**Exercise requirements**
Format the lines of the listing below as a JSON list of strings, one string per line and no blank lines. Include only the lines from the one containing "Place a dot on every instance of the orange" through the end of the listing.

------ Data provided

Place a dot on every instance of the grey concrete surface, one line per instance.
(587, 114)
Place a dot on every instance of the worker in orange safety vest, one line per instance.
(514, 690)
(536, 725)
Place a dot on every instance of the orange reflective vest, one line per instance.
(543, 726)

------------

**Completed exercise**
[
  "Place a dot on every instance of the orange reflective vest, one line per instance.",
  "(543, 726)"
]